-- Opening Marker --

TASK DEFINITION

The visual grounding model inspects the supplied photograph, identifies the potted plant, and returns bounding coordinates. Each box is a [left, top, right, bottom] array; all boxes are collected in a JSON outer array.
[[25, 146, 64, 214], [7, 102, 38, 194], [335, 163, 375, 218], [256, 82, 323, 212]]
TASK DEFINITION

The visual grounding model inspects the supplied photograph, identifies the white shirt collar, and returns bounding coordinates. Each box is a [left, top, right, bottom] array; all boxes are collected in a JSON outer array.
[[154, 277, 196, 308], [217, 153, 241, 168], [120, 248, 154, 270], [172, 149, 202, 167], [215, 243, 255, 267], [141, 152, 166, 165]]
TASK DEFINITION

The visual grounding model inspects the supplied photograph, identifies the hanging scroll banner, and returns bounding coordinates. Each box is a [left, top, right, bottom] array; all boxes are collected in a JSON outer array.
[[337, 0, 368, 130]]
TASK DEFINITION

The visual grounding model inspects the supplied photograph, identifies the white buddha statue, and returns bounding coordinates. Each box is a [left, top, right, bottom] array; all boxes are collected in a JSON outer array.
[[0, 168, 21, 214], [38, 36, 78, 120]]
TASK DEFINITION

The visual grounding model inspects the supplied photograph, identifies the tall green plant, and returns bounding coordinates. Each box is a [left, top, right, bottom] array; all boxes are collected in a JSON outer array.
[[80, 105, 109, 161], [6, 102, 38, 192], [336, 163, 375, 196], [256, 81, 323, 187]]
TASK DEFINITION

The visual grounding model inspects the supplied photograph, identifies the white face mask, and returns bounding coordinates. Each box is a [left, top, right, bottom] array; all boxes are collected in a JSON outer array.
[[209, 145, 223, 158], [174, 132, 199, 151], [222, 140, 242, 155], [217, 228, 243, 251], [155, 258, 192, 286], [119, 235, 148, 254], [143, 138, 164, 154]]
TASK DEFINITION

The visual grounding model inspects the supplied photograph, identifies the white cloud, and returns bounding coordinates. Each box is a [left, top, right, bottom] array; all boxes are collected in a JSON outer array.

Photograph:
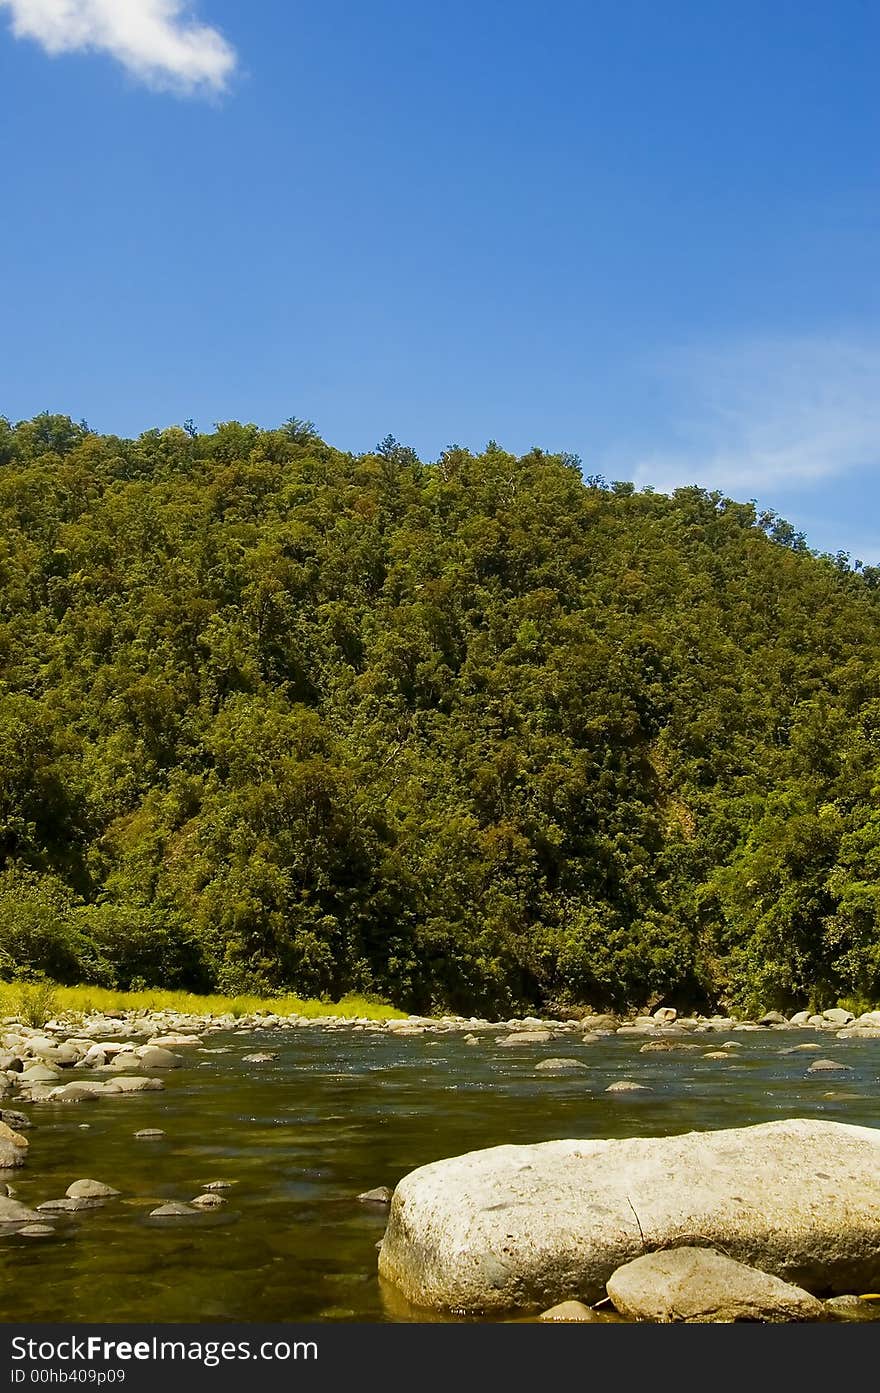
[[0, 0, 236, 94], [612, 336, 880, 498]]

-- Closing Marker --

◆ Exercise details
In your copy of the entries above, keep the text exact and leave out the pictures.

◆ Response to the task
TASK DEFINITION

The visual grounding model inspects the supplied photograph, identifies the potted plant, and returns bounding coordinates. Each box is a [left, top, right, bottom] array; all boxes are collected in a JSON outer array.
[[25, 146, 64, 214], [7, 102, 38, 194], [335, 163, 375, 218], [256, 82, 323, 212]]
TASK DEFINITION

The visual grounding model inspects the supplied photograph, identifies the white shirt collar, and returns bounding coordinates. Each box is a [left, top, right, bottom] array; all boxes are collected in a JSON outer array.
[[154, 277, 196, 308], [217, 153, 241, 168], [120, 248, 154, 270], [172, 149, 202, 167], [215, 243, 255, 267], [141, 152, 166, 165]]
TASK DEFINITION

The visual grounding model inspects the supplied photograph, identifies the hanging scroll banner, and returns bounding coordinates. Each box is a [left, top, right, bottom] array; all boxes are collected in a JSON outer array.
[[337, 0, 368, 130]]
TASK DEFINITION

The visual grounding model inspects the supplied photograph, identifies the white buddha statue, and returns bounding coordinates. Each box is a [left, top, right, bottom] array; all boxes are collected in a JSON outer array.
[[0, 168, 21, 214], [38, 36, 78, 120]]
TASK DEFINITION

The visual grounding model inspects the supplied photograph, identifies the tall green plant, and returns bounding coordinates. Each box is a [left, top, right, bottom] array; all boxes are collected in a JSON outer array.
[[80, 105, 109, 161], [6, 102, 38, 192], [336, 163, 375, 196], [256, 81, 323, 187]]
TASK DEFINITION

The visual grounding model inspects the supplied photograph, identifies the white face mask, and returns bounding coordinates. Each box is a [left, top, right, bottom] array; all boxes are collected in a JSON outer array.
[[209, 145, 223, 158], [174, 132, 199, 151], [222, 140, 242, 155], [217, 228, 243, 251], [155, 258, 192, 286], [119, 235, 148, 254], [143, 138, 164, 154]]
TASK DEFINITION

The visual grounding model inspects the supplied photograph, identifies the white cloud, and returns bounding coordinates. Each box is a [left, top, right, bottom] array; all boxes are collected in a JSON outer array.

Photograph:
[[0, 0, 236, 94], [612, 336, 880, 498]]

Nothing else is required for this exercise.